◆ **Défis**:
A) Relevez tous les pourcentages suivis du signe % qui figurent dans l'extrait sur les MENA.
B) Répondez à ces questions sur l'extrait consacré aux MENA, une réponse par ligne.
(i) De quel pays ces mineurs sont-ils principalement originaires ?
(ii) Quelle fonction Gaetano Bongiorno occupe-t-il ?
(iii) Quelle tranche d'âge était essentiellement concernée auparavant ?
C) Poursuivez l'extrait sur la situation des MENA à la suite de sa dernière phrase.

◆ **Extrait**:

=-=-=

La situation alarmante des MENA

Le public des MENA est une problématique à part dans la question des réfugiés. Au nombre de 8175 en 2015, soit une proportion de plus d’un quart des personnes accueillies, ces mineurs étrangers non accompagnés – principalement originaires d’Afghanistan – voient leur profil et leur situation évoluer. Gaetano Bongiorno, coordinateur au centre FEDASIL de Jumet, souligne cette évolution marquante. « Leur nombre a tendance à augmenter, appuie-t-il. À Jumet, le nombre de places MENA est passé de 24 à 52 en huit mois et le taux d’occupation qui était de 33% en janvier 2015 est passé à 100% douze mois plus tard. Si on y ajoute les 30 mineurs répartis dans des places adultes, faute de disponibilité, cela donne une augmentation de population de 1000%. » Quant à la tranche d’âge concernée, alors qu’elle avait toujours été stable avec essentiellement des 15-18 ans, elle a tendance aujourd’hui à se rajeunir considérablement.

=-=-=

◆ **Lignes de données**:

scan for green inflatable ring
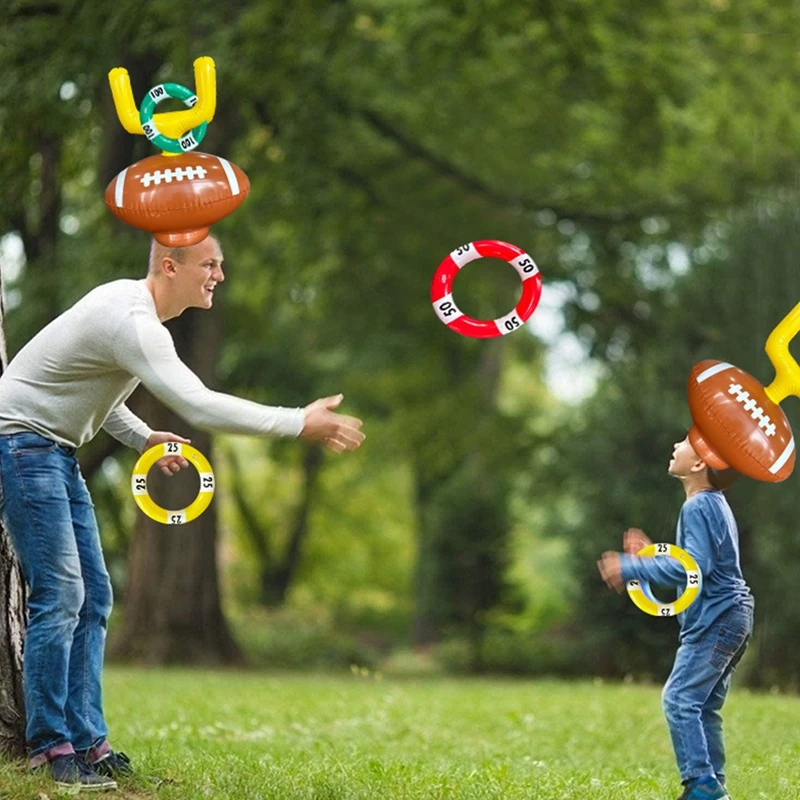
[139,83,208,153]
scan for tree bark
[0,260,26,756]
[110,310,240,664]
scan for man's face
[667,436,705,478]
[175,236,225,308]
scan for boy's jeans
[662,606,753,784]
[0,433,111,766]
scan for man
[598,436,754,800]
[0,236,364,790]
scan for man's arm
[108,314,364,453]
[114,315,305,436]
[103,403,153,453]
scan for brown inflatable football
[687,360,795,483]
[105,152,250,247]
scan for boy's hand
[622,528,653,556]
[300,394,364,453]
[597,550,625,592]
[144,431,192,478]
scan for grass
[0,668,800,800]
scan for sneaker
[678,775,730,800]
[47,753,117,792]
[89,750,133,778]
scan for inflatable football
[687,360,796,483]
[105,151,250,247]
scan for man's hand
[300,394,364,453]
[144,431,192,478]
[597,550,625,592]
[622,528,653,556]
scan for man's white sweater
[0,280,304,452]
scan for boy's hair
[706,467,739,492]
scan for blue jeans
[662,606,753,784]
[0,433,112,764]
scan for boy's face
[667,436,706,478]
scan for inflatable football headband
[687,303,800,483]
[105,56,250,247]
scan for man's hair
[706,467,739,492]
[148,239,186,272]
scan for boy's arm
[620,503,716,586]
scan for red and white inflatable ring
[431,239,542,339]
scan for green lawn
[0,668,800,800]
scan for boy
[597,437,754,800]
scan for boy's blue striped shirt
[622,491,754,642]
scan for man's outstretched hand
[300,394,364,453]
[144,431,192,477]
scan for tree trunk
[110,310,240,664]
[0,262,26,756]
[261,445,323,607]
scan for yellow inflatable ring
[626,542,703,617]
[131,442,214,525]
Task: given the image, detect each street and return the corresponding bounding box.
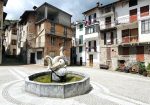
[0,65,150,105]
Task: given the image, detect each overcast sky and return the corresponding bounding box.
[4,0,116,21]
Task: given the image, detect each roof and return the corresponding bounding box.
[20,10,35,19]
[20,10,35,23]
[35,2,72,17]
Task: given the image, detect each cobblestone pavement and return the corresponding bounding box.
[0,65,150,105]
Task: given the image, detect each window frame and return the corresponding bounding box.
[141,19,150,34]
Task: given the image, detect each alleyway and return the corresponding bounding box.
[0,65,150,105]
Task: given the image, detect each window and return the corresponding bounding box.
[140,5,149,17]
[104,32,114,45]
[130,28,138,36]
[86,13,96,25]
[86,25,98,34]
[79,35,83,44]
[88,41,91,52]
[64,27,67,36]
[12,29,17,35]
[79,24,83,31]
[94,40,97,52]
[37,51,42,60]
[38,24,41,32]
[50,23,55,34]
[129,0,138,7]
[141,19,150,34]
[103,6,112,13]
[49,51,55,58]
[105,16,111,25]
[122,47,130,55]
[122,29,129,37]
[130,9,137,23]
[105,16,111,28]
[79,46,82,53]
[50,37,56,45]
[11,40,17,45]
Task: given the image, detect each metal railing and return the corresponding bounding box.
[122,35,138,43]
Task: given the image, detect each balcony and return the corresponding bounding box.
[122,35,138,43]
[130,15,137,23]
[85,19,99,26]
[35,42,45,48]
[100,22,115,31]
[102,6,114,17]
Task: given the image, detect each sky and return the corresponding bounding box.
[4,0,116,22]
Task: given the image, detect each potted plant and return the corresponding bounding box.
[138,62,147,76]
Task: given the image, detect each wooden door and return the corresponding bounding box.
[136,46,144,62]
[89,55,93,67]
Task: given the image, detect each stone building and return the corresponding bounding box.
[3,22,18,56]
[76,0,150,70]
[18,3,72,64]
[83,3,101,68]
[0,0,8,64]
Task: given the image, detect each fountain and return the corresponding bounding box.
[25,47,91,98]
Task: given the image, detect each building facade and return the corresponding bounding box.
[0,0,8,64]
[116,0,150,68]
[75,22,87,66]
[18,3,72,64]
[3,22,18,56]
[83,3,101,68]
[76,0,150,70]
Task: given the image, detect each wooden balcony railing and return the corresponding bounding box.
[122,35,138,43]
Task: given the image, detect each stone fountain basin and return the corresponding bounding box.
[25,71,91,98]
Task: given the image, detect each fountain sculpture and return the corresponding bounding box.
[25,47,91,98]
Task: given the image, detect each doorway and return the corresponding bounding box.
[30,53,35,64]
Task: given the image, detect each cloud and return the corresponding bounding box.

=-=-=

◆ **Réponses par consigne**:
A) 33%, 100%, 1000%

B)
(i) D'Afghanistan.
(ii) Il est coordinateur au centre FEDASIL de Jumet.
(iii) Les 15-18 ans.

C)
L’accompagnement des MENA est semblable à celui des adultes, mais il intègre une donne supplémentaire, la scolarité, un volet qui se heurte à un écueil de taille : la saturation du réseau scolaire. Pour le seul centre de Jumet, 18 jeunes sont, pour l’heure, en attente d’une scolarisation. Pour ces MENA, un accueil en trois phases est prévu avec le passage par un centre d’observation et d’orientation, suivi par le centre d’accueil et l’ILA (Initiative Locale d’Accueil). Par ailleurs, un nouvel acteur intervient désormais dans l’accueil du MENA : le tuteur. Cette personne (une par MENA) est chargée d’accompagner le jeune durant toute sa procédure et, tant que sa désignation n’a pas été faite, la procédure ne commence pas.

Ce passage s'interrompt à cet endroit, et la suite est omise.